> _TASK PROMPT_
Which lines in the listing below contain the word "stone"? Pick out each of those lines and copy it in full.
--- start ---
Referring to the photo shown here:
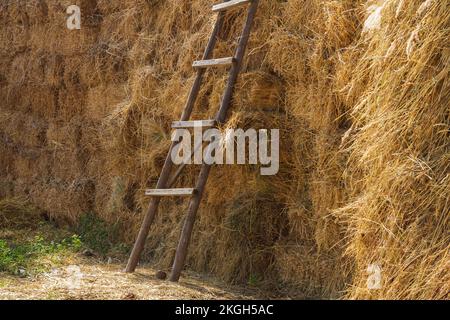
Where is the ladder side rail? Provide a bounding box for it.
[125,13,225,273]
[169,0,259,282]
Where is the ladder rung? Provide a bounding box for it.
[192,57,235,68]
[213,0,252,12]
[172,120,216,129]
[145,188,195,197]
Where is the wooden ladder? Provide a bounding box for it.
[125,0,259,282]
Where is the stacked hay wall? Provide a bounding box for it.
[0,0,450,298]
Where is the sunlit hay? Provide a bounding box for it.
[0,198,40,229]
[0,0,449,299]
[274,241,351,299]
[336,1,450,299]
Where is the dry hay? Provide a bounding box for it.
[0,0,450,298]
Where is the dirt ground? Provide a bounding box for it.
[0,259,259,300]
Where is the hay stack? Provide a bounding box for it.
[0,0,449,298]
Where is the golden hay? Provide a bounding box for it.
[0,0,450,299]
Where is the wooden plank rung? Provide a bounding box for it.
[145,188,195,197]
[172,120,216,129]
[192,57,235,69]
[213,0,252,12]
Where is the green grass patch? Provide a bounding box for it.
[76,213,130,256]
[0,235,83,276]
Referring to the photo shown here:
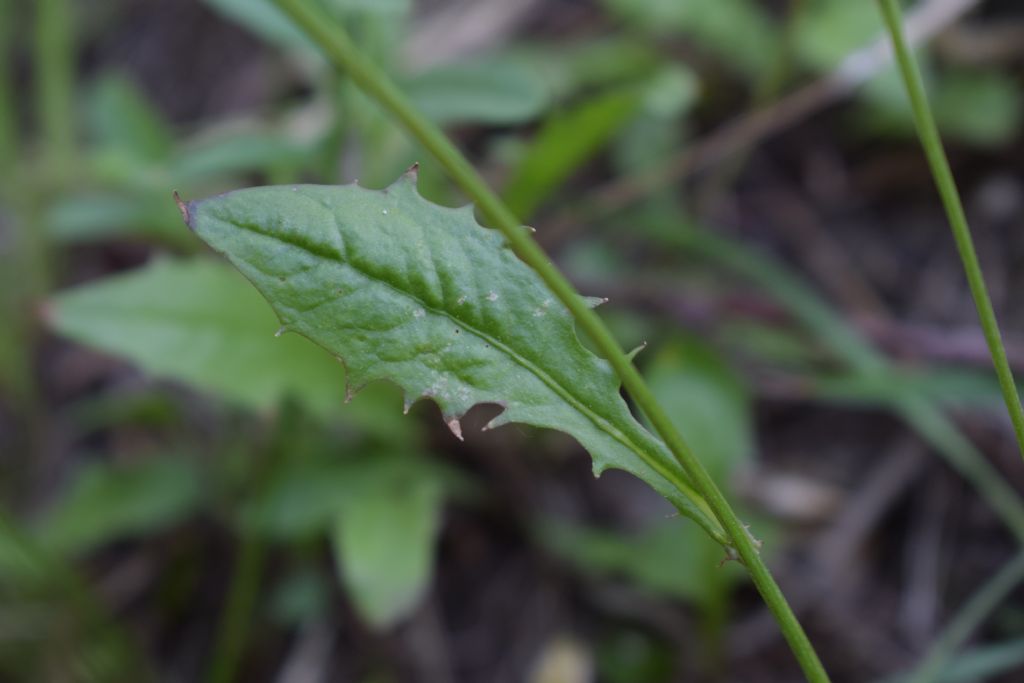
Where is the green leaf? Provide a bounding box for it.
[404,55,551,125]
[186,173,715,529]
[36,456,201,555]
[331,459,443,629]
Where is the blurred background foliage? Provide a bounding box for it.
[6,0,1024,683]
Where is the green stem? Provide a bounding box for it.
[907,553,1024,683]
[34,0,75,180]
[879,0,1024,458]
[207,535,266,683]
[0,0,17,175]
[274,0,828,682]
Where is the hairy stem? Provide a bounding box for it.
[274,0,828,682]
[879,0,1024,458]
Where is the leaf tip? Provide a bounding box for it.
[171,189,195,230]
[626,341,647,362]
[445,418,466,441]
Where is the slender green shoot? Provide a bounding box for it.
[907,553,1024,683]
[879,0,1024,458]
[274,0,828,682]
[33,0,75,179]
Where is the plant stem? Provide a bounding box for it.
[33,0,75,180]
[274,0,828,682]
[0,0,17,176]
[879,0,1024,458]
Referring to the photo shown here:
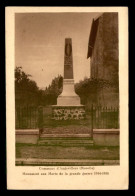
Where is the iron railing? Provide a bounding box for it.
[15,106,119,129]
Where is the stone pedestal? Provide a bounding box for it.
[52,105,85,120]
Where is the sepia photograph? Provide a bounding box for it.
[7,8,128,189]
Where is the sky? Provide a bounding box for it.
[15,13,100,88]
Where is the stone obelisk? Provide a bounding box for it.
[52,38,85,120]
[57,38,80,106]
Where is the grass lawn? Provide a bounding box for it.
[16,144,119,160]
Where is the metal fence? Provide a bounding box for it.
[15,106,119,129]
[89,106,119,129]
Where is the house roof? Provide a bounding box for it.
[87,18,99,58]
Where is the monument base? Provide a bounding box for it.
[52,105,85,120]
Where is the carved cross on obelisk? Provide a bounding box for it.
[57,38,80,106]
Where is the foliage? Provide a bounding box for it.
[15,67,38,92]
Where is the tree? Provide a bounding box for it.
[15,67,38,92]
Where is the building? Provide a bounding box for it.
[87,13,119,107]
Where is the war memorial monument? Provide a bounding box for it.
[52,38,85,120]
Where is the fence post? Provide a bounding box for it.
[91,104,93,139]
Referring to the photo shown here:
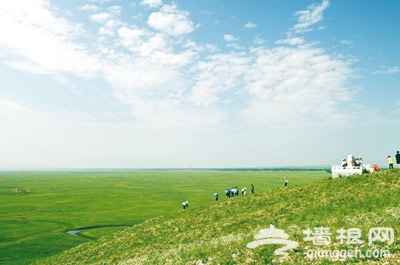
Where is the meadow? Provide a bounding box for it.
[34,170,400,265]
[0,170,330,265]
--- end ---
> _COMPLETE ANSWER_
Where is the stone pedestal? Provide a bounding box for it.
Where is the stone obelisk? Provide a bounding box for it.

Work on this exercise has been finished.